--- start ---

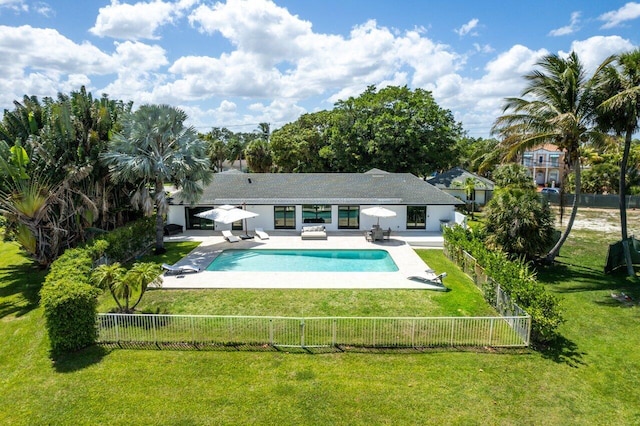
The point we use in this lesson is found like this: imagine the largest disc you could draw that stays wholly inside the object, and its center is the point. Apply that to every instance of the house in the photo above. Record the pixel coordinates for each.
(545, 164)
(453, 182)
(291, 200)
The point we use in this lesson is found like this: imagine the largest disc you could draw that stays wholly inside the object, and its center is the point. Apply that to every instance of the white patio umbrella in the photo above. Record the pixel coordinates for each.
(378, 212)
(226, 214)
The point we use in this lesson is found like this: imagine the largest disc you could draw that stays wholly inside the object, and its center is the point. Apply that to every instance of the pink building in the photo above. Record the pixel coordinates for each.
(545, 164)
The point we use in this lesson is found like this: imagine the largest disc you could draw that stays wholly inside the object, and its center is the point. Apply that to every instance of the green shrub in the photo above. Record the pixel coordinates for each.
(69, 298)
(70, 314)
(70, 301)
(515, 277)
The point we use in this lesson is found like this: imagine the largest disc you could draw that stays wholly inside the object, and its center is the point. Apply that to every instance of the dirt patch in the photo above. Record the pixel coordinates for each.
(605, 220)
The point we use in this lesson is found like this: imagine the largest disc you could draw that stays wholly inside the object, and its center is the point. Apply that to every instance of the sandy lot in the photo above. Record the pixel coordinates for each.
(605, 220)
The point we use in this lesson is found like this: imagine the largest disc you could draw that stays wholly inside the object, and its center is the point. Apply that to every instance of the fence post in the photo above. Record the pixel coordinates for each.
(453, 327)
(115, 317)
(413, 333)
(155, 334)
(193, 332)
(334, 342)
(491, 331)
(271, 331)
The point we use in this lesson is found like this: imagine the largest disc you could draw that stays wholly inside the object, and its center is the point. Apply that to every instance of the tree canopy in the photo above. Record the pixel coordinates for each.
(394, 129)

--- end ---
--- start ---

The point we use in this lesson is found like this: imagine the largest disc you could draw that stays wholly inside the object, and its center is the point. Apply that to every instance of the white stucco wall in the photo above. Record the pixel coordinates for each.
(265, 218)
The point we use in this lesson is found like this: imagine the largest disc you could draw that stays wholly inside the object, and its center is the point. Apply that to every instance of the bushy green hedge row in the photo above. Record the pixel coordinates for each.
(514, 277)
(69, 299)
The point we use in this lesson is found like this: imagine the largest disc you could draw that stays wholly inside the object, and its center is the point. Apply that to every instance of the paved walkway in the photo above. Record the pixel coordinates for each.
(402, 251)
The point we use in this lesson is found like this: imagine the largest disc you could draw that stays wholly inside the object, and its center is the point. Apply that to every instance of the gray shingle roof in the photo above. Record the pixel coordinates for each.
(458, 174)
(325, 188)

--- end ---

▶ _Set exercise_
Please pull out every line above that contains the word "green". Case counts, so a line qualifies only if the capitalization matches.

▶ _Worked answer_
The point we use in this lesson is found like this: imagine the largest disc you could draw that stays wholly inside the object, and its center is the point. Apply that to every instance of the green shrub in the photo above. Record the pixel coordinates for each.
The point we use in this lesson is found like this: imagine the largest disc you could draw that stays wholly inside the object, and its center is the point. Apply that to every instance of the bushy green hedge row in the photo above. Record the pixel coordinates for each.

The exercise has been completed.